Recorded data -
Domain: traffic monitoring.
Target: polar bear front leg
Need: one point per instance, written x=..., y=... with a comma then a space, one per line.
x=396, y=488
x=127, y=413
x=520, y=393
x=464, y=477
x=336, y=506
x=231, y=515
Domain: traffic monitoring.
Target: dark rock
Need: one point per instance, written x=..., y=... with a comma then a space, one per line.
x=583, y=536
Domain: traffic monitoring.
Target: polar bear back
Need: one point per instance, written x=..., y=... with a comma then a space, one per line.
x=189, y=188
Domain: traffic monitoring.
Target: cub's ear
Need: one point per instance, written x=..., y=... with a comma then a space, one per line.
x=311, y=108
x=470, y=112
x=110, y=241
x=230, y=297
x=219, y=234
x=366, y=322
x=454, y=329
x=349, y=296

Activity - Across all the records, find the lines containing the word "polar" and reproduce each one.

Exercise answer -
Target: polar bear front leg
Target: polar bear back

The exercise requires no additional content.